● THE TASK
Reproduce all the material verbatim, down to the last line.

● GIVEN ENTRIES
[Start of section]

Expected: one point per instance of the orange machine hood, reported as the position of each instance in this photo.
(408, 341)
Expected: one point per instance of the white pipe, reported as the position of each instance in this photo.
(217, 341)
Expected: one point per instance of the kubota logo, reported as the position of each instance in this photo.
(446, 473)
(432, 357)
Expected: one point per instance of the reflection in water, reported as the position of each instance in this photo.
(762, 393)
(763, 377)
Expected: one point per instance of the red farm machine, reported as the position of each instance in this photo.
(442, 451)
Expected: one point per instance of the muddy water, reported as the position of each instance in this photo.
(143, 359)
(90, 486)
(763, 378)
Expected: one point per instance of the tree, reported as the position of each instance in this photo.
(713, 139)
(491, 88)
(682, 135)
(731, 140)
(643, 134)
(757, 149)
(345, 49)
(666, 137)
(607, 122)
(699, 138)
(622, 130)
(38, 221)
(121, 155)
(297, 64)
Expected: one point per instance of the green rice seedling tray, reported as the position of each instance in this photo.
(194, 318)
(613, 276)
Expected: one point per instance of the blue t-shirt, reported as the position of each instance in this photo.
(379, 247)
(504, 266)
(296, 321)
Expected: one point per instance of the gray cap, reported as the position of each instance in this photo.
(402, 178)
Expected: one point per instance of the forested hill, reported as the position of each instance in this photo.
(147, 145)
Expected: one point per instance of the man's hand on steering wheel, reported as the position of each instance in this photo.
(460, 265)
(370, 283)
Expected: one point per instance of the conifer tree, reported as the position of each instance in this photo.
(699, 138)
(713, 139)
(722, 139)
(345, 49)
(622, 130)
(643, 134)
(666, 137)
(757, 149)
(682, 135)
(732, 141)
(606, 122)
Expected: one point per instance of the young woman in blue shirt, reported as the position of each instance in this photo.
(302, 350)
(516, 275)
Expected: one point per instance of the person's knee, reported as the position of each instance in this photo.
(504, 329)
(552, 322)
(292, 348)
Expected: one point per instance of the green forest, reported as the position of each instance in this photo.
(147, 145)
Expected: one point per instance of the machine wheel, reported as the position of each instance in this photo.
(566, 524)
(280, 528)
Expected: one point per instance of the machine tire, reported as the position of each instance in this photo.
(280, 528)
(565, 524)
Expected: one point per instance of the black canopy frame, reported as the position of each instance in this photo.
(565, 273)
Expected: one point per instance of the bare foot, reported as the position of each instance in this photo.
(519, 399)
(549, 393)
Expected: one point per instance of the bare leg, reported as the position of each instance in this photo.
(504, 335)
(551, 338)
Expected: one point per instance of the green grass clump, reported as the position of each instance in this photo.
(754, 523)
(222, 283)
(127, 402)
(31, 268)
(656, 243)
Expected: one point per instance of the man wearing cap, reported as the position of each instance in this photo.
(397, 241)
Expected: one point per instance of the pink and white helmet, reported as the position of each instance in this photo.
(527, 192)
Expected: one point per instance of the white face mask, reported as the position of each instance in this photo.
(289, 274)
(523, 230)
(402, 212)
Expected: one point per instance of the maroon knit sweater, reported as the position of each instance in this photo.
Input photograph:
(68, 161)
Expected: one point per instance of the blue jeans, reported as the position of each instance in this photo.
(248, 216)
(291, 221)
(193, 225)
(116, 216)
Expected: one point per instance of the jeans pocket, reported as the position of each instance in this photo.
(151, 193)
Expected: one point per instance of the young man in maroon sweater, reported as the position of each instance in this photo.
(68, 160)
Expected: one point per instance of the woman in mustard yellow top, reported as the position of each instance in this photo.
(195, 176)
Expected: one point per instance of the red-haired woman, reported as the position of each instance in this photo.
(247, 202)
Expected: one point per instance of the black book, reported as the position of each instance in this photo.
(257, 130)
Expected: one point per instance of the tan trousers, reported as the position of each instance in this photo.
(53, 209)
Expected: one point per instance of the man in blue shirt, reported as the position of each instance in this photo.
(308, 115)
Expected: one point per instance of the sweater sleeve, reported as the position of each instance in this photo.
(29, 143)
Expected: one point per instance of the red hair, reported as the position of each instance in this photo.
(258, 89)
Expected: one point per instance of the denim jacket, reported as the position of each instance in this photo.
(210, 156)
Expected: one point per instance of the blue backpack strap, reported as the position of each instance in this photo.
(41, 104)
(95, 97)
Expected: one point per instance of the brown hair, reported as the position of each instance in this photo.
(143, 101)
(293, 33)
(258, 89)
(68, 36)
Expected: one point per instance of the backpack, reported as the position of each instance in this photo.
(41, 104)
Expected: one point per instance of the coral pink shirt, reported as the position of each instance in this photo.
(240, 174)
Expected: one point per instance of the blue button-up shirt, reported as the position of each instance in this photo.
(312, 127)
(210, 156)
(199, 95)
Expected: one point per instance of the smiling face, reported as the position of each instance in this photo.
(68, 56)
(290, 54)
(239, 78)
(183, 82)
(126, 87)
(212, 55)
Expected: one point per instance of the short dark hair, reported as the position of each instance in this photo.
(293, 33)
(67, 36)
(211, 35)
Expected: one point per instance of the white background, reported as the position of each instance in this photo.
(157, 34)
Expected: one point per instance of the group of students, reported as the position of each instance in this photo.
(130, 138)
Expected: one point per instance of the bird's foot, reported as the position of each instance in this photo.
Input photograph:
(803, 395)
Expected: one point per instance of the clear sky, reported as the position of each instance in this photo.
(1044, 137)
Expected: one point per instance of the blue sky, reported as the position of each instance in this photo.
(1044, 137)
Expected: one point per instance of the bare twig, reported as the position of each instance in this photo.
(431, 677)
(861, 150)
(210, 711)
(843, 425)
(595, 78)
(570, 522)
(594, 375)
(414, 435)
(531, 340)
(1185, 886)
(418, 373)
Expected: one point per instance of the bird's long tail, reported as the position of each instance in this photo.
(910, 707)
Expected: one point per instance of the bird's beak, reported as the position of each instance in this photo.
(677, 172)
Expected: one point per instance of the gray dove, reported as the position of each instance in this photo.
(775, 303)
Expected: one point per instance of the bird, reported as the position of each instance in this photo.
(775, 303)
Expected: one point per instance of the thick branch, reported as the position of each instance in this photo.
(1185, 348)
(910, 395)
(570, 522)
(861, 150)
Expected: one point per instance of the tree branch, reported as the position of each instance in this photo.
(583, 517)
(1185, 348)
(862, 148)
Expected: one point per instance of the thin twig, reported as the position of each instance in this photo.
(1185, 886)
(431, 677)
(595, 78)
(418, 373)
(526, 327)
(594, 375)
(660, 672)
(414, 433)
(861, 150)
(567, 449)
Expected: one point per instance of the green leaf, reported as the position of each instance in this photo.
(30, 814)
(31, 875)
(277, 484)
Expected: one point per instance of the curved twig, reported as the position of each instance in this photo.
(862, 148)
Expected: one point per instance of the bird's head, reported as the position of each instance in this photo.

[End of section]

● THE COMPLETED TASK
Expected: one point per instance of the orange machine hood, reported as the position of each instance in this photo.
(408, 341)
Expected: one point per instance of the white pipe, reported as the position of each instance in this photo.
(217, 341)
Expected: one point per instance of the kubota logo, reported as the position of each instance in this photo.
(446, 473)
(432, 357)
Expected: one point per instance of the reflection in water, reported as the position of each instance in this photo.
(762, 393)
(763, 377)
Expected: one point per instance of the red farm machine, reported as the position of each instance in this photo.
(442, 451)
Expected: one point per instance of the muddy water, reported as the position of each instance in this photo.
(143, 359)
(90, 486)
(763, 378)
Expected: one point per instance of the tree, reported as the position of each instance in this photo.
(713, 139)
(491, 88)
(682, 135)
(731, 140)
(643, 134)
(757, 149)
(345, 49)
(666, 137)
(607, 122)
(699, 138)
(622, 130)
(38, 221)
(121, 155)
(297, 64)
Expected: one point per instance of the green rice seedling tray, reported as the position of each instance in this photo.
(194, 318)
(613, 276)
Expected: one point per instance of the blue t-shirt, reported as the position of each instance in this photo.
(379, 247)
(504, 266)
(296, 321)
Expected: one point per instance of the gray cap, reported as the position of each instance in this photo.
(402, 178)
Expected: one point per instance of the forested hill, reported as the position of each instance in this photo.
(147, 145)
Expected: one point per instance of the man's hand on steering wheel, reported as the position of each instance in this photo.
(460, 265)
(370, 283)
Expected: one point per instance of the conifer tree, reported as the position of each instance in this photo.
(699, 138)
(713, 139)
(722, 139)
(345, 49)
(622, 130)
(643, 134)
(666, 137)
(757, 149)
(682, 135)
(732, 141)
(606, 122)
Expected: one point per instance of the young woman in blue shirt, reported as the position of each instance in this photo.
(302, 350)
(516, 275)
Expected: one point per instance of the person's knee, reported as the position of each instance in this photo.
(504, 329)
(552, 322)
(292, 348)
Expected: one point per instance of the green forest, reported as the position of each instance in this photo.
(147, 145)
Expected: one point per instance of the machine wheel, reported as the position of each instance in this photo.
(566, 524)
(280, 528)
Expected: one point per instance of the machine tire, reported as the position of each instance in this photo.
(280, 528)
(565, 524)
Expected: one point per instance of the black canopy frame, reported as the position of each instance in this photo.
(565, 273)
Expected: one point per instance of the bare foot, reported as the position of each instance in this photo.
(519, 399)
(549, 393)
Expected: one point per instance of the bare leg, reported as the position of each instance in this photo.
(504, 335)
(551, 338)
Expected: one point per instance of the green grass clump, reported as the position of each instance in this photo.
(754, 523)
(222, 283)
(127, 402)
(31, 268)
(656, 243)
Expected: one point per instance of the man wearing cap, reported as the position of each instance in this photo.
(397, 241)
Expected: one point per instance of the pink and white helmet, reported as the position of each instance in this photo.
(527, 192)
Expected: one point per instance of the white face mask, reported as the position of each instance in this photo.
(289, 274)
(523, 230)
(402, 212)
Expected: one point per instance of the maroon knit sweater, reported as the position of each instance in this photo.
Input photograph:
(68, 161)
Expected: one point per instance of the blue jeans, reported as the position of each instance in this photo.
(248, 216)
(291, 221)
(193, 225)
(116, 216)
Expected: one point per instance of the jeans pocket, reported as the position of each instance in this photo.
(151, 193)
Expected: one point per instance of the young man in maroon sweater, reported as the position of each instance in this photo.
(68, 160)
Expected: one point per instance of the woman in mustard yellow top, reported as the position of each instance in this photo.
(195, 176)
Expected: one point per instance of the red-haired woman, reported as the position of each instance in this photo.
(247, 202)
Expected: one point per instance of the black book, reported as the position of each instance in this photo.
(257, 130)
Expected: one point per instance of the tan trousers, reported as the position of each instance in this photo.
(53, 209)
Expected: one point per instance of the man in blue shirt, reported as the position of each instance in this photo.
(308, 115)
Expected: one point per instance of the sweater sleeve, reported as the position of each instance in this photo.
(29, 143)
Expected: one point per instance of the red hair, reported as the position of each instance in this photo.
(258, 89)
Expected: one point per instance of the denim jacket, reported as the position of each instance in this photo.
(210, 156)
Expected: one point per instance of the blue backpack strap, reported as the position of each instance in this photo.
(41, 104)
(95, 97)
Expected: one point per instance of the brown hair, reported as the position of each instance in this photo.
(143, 101)
(293, 33)
(258, 89)
(68, 36)
Expected: one point per instance of the backpack, reported as the position of each instance in this photo.
(41, 104)
Expected: one point per instance of the coral pink shirt, reported as the position of each instance in this photo.
(240, 174)
Expected: one point per instance of the blue button-up shirt, reported as the position of each instance in this photo.
(312, 127)
(210, 156)
(199, 95)
Expected: one point per instance of the smiling face, reported as the position of each instance in this photo.
(68, 56)
(290, 54)
(239, 78)
(183, 82)
(126, 87)
(212, 55)
Expected: one point per instance of the short dark hair, reported as the position of each instance in this photo.
(293, 33)
(67, 36)
(211, 35)
Expected: one point per instance of the white background, reported as the position of each instance in this photo.
(157, 34)
Expected: one point per instance of the group of students, reported as the position of each instance in this photo.
(130, 138)
Expected: one point per instance of the bird's foot, reported as the position of each instance in this photo.
Input photograph:
(803, 395)
Expected: one point per instance of the clear sky, reported as the position of each instance in this photo.
(1044, 137)
Expected: one point per instance of the blue sky, reported as the position of each instance in this photo.
(1044, 137)
Expected: one point per instance of the bare twig, reported as the position of each instance in this photo.
(431, 677)
(861, 150)
(210, 711)
(843, 425)
(595, 78)
(570, 522)
(594, 375)
(414, 435)
(531, 340)
(1185, 886)
(418, 373)
Expected: one point per instance of the bird's long tail, reported as the position of each instance in this photo.
(910, 707)
Expected: one point per instance of the bird's beak, reported as the position of each instance in this photo.
(677, 172)
Expected: one point per instance of the gray dove, reported as the position of each instance in this photo.
(775, 303)
Expected: one point per instance of the bird, reported as the position of each instance in this photo.
(775, 303)
Expected: one point per instance of the thick branch, reported as the position of each instance in this photo.
(1185, 348)
(910, 395)
(570, 522)
(861, 150)
Expected: one point per instance of the tree branch, reported as the position of each instance in this photo.
(583, 517)
(1185, 348)
(862, 148)
Expected: one point per instance of the thin twig, reported as the position of each instance in this photo.
(1185, 886)
(431, 677)
(595, 78)
(418, 373)
(526, 327)
(594, 375)
(660, 672)
(414, 433)
(861, 150)
(567, 449)
Expected: one point per instance of the green leaf, reported as the position of each instance in this photo.
(30, 814)
(31, 875)
(277, 484)
Expected: one point per instance of the curved twig, reported as the position of each instance in this photo.
(862, 148)
Expected: one point per instance of the bird's head, reported as the position of each instance in this photo.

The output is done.